**Collected data entries**
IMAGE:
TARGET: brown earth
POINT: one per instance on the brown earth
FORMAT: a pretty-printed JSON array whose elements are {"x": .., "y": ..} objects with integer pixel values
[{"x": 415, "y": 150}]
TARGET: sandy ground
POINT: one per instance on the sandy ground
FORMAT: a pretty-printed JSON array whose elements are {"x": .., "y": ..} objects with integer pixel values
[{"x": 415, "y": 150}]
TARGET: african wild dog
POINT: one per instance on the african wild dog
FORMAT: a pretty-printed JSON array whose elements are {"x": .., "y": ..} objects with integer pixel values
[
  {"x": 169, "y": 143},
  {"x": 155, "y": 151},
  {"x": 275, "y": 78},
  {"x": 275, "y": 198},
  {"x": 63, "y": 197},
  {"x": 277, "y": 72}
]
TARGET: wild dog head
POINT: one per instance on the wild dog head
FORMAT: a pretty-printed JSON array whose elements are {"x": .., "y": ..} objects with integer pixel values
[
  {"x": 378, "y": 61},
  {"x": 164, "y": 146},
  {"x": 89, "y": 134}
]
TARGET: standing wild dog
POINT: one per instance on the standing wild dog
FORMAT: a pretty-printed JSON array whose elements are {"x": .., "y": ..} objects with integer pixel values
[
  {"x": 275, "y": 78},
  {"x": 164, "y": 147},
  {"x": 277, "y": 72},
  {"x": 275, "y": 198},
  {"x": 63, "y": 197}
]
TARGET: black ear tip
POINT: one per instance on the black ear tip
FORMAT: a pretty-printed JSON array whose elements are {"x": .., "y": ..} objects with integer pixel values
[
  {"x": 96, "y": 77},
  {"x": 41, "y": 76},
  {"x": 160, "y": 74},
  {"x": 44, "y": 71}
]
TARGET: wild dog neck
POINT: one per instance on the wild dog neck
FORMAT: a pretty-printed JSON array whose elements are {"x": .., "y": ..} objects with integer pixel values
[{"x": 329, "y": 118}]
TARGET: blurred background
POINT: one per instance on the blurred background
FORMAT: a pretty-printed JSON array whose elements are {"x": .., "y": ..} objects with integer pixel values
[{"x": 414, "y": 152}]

**Exercise prompt**
Reproduce verbatim the lines above, from the line with "TARGET: brown earth" through the line with "POINT: one per instance on the african".

**Task output**
TARGET: brown earth
POINT: one per instance on the brown earth
FORMAT: a pretty-printed JSON array whose elements are {"x": .., "y": ..} objects with integer pixel values
[{"x": 415, "y": 150}]
TARGET: sandy ground
POINT: one per instance on the sandy ground
FORMAT: a pretty-printed JSON array whose elements are {"x": .., "y": ..} objects with integer pixel values
[{"x": 415, "y": 150}]
TARGET: african wild dog
POINT: one per instance on the african wild dog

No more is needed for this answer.